Harel & Papert. (1990). Software Design as a Learning Environment


Harel, I., & Papert, S. (1990). Software design as a learning environment. Interactive learning environments, 1(1), 1-32. https://doi.org/10.1080/1049482900010102

An elementary school math class developed software to teach fractions. One class. In a high-end experimental school with full access to then-new technology. For part of one semester. Some students did the usual fractions classes, some did the “write some software to teach someone something about fractions”. The software-design group spent a few weeks building their software, and showed better comprehension of fractions. Is it because they designed software? Is it because they were part of an experimental group and thus fractions were a special and exciting topic? Something else? Who knows. But the kids made some interesting software and Harel and Papert got another data point for constructionism.

…our special emphasis on project activity which is self-directed by the student within a cultural/social context that offers support and help in particularly unobtrusive ways.

pg. 3:

We saw the physical environment as a very important factor in shaping a learning culture. These open spaces allowed us to bring the technology closer (physically and conceptually) to students and teachers; to integrate the computer activities with the regular classroom activities; and to facilitate movement and action around the computers; to reinforce communication and information-sharing regarding computer-based activities across grade levels and among teachers.

Sounds like the design of the physical space - not a separate computer lab but a giant combined classroom space with about 100 computer stations arranged in a giant circle, with classroom spaces branching off of that (although, that sounds kind of computer-lab-y, despite their claim to the contrary - I’d love to see a diagram of the school’s layout…)

pg. 5:

…the children’s daily activities resulted in 17 different pieces of instructional software about fractions - one product for each child in the experiment - and 17 personal portfolios consisting of the plans and designs they wrote down for each day’s work, and the pieces of Logo code they had programmed, as well as their written reflections at the end of each session on the problems and changes they had dealt with that day.

So. That’s a whole lot more than just learning fractions. A daily journal of learning. Software representations of what they learned. A portfolio. How much of the learning was a result of the portfolio and reflective practice, and how much as a result of designing software? They say that it’s impossible to separate - that it has to be taken as a whole - but it looks like much of the students’ active learning was really just a rigorous reflective practice. Which is awesome and should be adopted by self-motivated learners. But it’s not “write code and you’ll learn better”. (assuming silicon valley would read this article and say “LEARN TO CODE!”)

pg. 22:

…we speculate that improvement in performance might be affected by factors related to the affective side of cognition and learning; to the children’s process of personal appropriation of knowledge; to the children’s use of LogoWriter; to the children’s constructivist involvement with the deep structure of fractions knowledge (namely, construction of multiple representations) to the “integrated-learning” principle; to the “learning by teaching” principle; to the power of design as a learning activity.

GIVEN DATA -
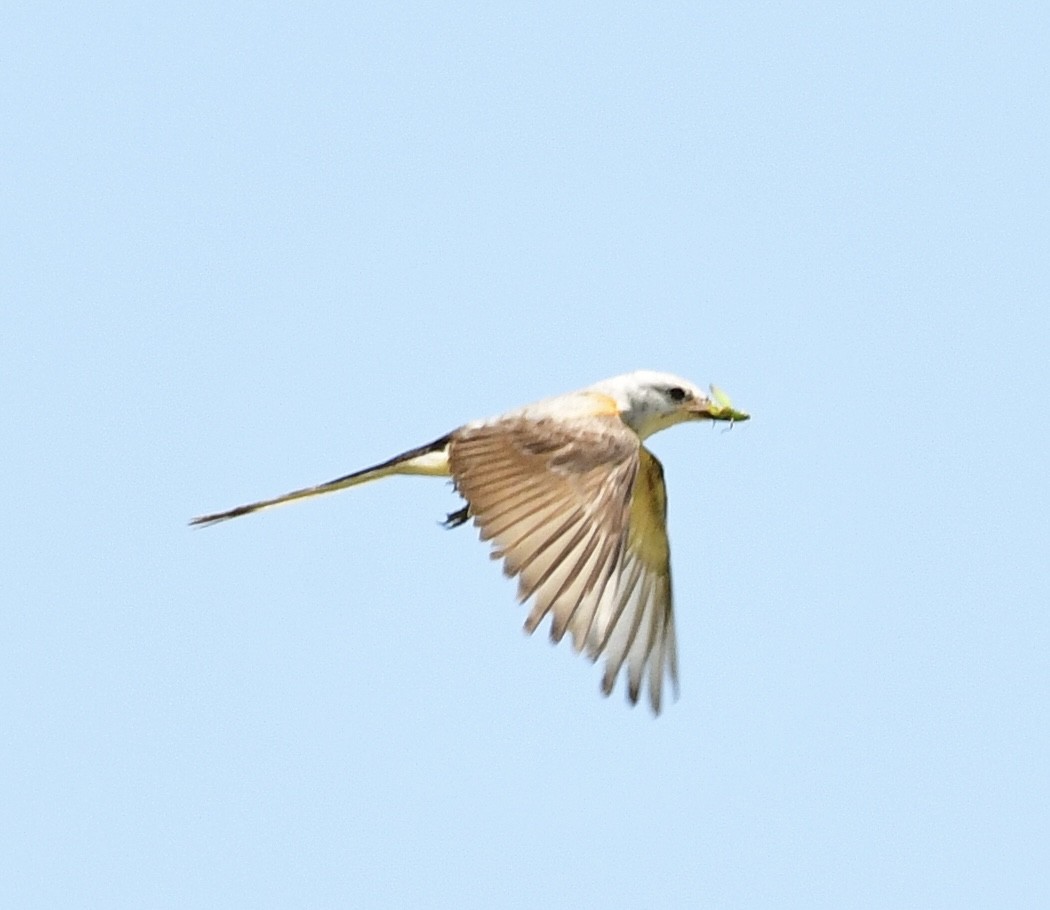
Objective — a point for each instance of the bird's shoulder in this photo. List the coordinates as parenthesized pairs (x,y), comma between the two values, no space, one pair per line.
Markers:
(572,432)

OBJECTIVES -
A) In the notes on the Harel and Papert study, how many pieces of instructional software about fractions did the children produce?
B) Pick up the notes on the Harel and Papert study after their last sentence and carry them further.
The data stands apart from the notes on the Harel and Papert study.

ANSWERS GIVEN -
A) Seventeen, one for each child in the experiment.

B)
That’s a whole lot of stuff going on. It looks like writing software was related to a whole string of things that led to or was correlated with deeper engagement with learning.

pg. 22:

Only by considering them together, and by speculating about their interrelations, can we take a step towards understanding the holistic character of Constructionism in general and ISDP in particular.

Can’t isolate factors in describing the effect of learning environments…

pg. 28:

In the designing process, Perkins1 says, the problem’s meaning is not given by the problem itself; rather, the designer imposes his own meanings and defines his own goals before and during the process.

“his”. ugh.

pg. 28:

Schon’s work (1987)2 is also relevant to this theme. He is interested in how different designers (e.g., architects) impose their own meaning on a given open-ended problem, and how they overcome constraints (created by themselves, or given as part of the problem they solve) and take advantage of unexpected outcomes. This interactive process requires high-levels of reflection and develops the ability to “negotiate” with situations in “as needed” and creative ways.

Designers impose meaning on an environment and its users…

pg. 28:

When composing lessons on the computer, the designer combines knowledge of the computer, knowledge of programming, knowledge of computer programs and routines, knowledge of the content, knowledge of communication, human interface, and instructional design. The communication between the software producers and their medium is dynamic. It requires constant goal-defining and redefining, planning and replanning, representing, building and rebuilding, blending, reorganizing, evaluating, modifying, and reflecting in similar senses to that described by Perkins and Schön in their work.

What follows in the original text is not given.